* Input material
#####
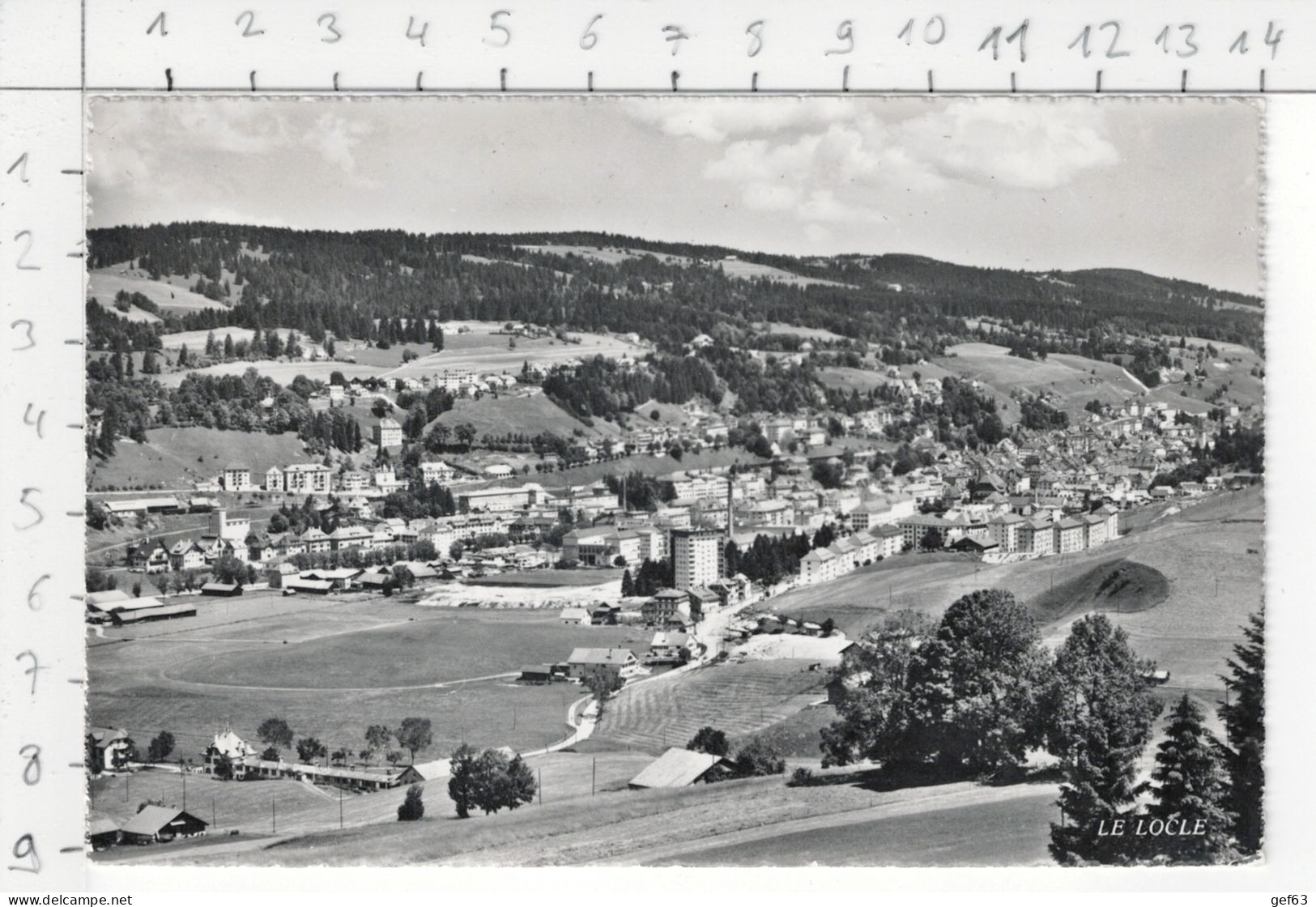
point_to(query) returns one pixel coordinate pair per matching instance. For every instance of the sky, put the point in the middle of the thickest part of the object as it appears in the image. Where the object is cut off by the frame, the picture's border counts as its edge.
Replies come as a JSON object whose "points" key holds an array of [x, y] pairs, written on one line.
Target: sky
{"points": [[1166, 186]]}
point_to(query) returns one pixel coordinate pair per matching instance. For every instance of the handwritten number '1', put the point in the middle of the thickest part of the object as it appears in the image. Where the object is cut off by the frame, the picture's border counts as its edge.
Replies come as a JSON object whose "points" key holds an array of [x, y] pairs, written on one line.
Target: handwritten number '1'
{"points": [[32, 772]]}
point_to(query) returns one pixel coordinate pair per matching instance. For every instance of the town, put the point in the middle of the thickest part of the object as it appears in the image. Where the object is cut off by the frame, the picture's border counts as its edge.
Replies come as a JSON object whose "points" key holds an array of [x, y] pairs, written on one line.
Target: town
{"points": [[420, 557]]}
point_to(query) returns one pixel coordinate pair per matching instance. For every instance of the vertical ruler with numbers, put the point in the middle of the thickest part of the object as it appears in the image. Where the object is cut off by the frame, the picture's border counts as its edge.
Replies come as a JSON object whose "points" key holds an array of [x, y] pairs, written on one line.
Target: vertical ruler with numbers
{"points": [[42, 781]]}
#####
* Job
Rewrite all the rows above with "thickest part" changed to "widest part" and nothing else altered. Leave the pictures out.

* Task response
point_to(query) returns one pixel coordinate pair per matching instance. For every instance of the sky, put the point in the middle of the widest part of the object as it appears in the image. Where the object is cut off by the frame, the picture's border counts as its edge.
Replies come as a JSON object whose "points" key holds an array of [x, y] pairs, written on one line.
Target: sky
{"points": [[1166, 186]]}
point_to(query) returns one pixel coordinate pair per matching instance. For every instance of the handwritten number '1', put the point in the middle of the widest part of the object as it appears in the image. Where the object is cut off by the frame, the picture's border counts as its edge.
Replies come as a JSON object whose "points" key holds an array of [x, y] pairs, written on one line.
Target: handwritten number '1'
{"points": [[32, 772]]}
point_to(query) returns one pixel coordinate pair per matching instance. For every instance of the town, put the point in the middle of the widest part of the object as it appears in the image. Where the object is cut off by the frame, the picture's border counts as its edge.
Replies come as a JSON object whose "points" key holds an array of [x, y] pairs, written on one line.
Target: town
{"points": [[420, 557]]}
point_to(query) returns one pixel coordinate pair per matching instance. For every instance of the vertical ruler with numbers, put the point in the middle of the widest part of the object as it appears in the image. Where the object is cut off by the frame, the picture's border counts as its edge.
Replies come as a JSON object whose "points" key holds an array of [x, y] pairs, written on one line.
Target: vertical ruler with numbers
{"points": [[42, 781]]}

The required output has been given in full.